#### WRITTEN PROBLEM:
Count the lines in the listing below that contain the string "shoreline". Reply with that number alone.

#### SUPPLIED MATERIAL:
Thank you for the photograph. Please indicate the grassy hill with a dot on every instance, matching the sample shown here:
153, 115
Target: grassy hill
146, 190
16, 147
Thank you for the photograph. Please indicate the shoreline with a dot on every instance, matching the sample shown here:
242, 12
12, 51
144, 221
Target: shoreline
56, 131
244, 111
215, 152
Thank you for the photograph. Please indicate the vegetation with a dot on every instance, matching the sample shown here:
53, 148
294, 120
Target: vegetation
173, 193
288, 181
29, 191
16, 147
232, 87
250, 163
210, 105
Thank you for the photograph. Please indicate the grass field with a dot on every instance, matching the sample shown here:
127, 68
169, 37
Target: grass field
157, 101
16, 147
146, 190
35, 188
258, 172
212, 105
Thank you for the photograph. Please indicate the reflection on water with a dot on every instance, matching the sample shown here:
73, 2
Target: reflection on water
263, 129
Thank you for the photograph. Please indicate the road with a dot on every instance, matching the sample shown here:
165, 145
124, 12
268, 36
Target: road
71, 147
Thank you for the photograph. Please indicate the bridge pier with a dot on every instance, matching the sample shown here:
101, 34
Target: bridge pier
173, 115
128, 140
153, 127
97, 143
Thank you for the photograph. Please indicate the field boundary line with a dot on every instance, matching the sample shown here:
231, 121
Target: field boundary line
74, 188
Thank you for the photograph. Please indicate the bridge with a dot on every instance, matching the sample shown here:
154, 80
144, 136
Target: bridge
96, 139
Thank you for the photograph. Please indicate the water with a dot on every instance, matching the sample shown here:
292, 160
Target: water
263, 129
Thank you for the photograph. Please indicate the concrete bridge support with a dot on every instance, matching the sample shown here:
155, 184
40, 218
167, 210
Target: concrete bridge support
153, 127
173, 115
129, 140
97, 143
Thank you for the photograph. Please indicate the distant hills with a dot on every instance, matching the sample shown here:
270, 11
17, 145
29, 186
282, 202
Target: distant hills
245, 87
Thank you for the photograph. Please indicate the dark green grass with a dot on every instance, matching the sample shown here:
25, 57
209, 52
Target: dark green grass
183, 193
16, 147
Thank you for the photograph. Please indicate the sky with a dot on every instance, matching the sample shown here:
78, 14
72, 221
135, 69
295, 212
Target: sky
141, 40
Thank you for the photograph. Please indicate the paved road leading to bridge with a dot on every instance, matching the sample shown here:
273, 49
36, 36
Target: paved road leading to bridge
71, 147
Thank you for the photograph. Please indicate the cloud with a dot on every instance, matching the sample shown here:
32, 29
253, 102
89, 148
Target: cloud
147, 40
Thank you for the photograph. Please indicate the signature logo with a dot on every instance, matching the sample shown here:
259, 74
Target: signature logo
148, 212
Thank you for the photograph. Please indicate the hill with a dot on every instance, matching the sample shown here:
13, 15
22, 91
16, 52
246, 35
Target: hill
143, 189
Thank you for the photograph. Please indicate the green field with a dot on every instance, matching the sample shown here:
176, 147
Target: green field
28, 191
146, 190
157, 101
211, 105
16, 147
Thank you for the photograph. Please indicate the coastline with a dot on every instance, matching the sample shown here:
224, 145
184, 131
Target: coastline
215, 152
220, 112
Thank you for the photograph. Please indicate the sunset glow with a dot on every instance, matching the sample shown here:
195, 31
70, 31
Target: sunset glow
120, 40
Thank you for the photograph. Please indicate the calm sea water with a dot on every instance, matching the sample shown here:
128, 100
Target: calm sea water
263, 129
---
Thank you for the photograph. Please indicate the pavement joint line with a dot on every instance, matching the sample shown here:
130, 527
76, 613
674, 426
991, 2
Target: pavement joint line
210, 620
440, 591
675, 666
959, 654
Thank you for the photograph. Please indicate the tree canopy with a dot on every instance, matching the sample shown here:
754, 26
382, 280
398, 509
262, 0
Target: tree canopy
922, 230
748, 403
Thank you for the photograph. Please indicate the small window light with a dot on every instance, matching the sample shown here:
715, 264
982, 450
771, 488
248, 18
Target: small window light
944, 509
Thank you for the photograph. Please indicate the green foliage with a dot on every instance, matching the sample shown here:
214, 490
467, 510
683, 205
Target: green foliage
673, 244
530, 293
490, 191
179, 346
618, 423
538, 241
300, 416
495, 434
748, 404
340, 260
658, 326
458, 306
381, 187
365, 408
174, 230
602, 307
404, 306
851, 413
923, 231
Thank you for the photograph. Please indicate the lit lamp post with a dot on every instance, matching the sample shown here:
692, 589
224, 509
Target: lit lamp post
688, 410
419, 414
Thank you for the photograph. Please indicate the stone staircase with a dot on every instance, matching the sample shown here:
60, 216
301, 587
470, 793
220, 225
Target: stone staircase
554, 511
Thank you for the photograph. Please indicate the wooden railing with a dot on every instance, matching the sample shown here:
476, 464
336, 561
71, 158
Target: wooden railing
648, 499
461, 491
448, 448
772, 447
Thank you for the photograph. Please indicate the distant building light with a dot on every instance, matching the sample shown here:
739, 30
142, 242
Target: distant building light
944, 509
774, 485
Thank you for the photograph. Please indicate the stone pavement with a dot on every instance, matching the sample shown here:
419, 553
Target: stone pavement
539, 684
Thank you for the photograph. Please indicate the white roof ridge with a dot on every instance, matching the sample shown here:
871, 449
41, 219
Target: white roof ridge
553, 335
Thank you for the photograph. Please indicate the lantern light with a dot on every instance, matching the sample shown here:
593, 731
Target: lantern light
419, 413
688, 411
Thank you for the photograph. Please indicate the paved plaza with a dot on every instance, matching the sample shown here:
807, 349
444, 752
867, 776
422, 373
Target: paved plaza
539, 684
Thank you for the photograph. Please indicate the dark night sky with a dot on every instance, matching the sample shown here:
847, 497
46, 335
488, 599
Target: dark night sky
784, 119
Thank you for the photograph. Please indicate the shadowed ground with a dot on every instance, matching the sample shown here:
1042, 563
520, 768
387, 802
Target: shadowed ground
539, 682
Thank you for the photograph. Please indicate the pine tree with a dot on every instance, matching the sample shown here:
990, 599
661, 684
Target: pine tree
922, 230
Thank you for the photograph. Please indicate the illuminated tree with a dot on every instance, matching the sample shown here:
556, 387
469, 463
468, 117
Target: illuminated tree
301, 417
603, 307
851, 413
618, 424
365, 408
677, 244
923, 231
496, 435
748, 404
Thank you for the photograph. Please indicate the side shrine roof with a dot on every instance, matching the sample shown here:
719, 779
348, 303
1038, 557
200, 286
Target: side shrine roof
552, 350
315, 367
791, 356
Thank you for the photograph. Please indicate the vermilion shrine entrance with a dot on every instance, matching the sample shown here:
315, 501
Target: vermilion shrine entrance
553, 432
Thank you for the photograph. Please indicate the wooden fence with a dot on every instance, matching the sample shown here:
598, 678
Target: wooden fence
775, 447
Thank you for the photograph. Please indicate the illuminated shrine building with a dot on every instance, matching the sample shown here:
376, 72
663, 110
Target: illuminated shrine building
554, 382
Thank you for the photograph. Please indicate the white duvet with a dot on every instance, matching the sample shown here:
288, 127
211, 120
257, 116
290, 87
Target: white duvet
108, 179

#### EXERCISE OUTPUT:
2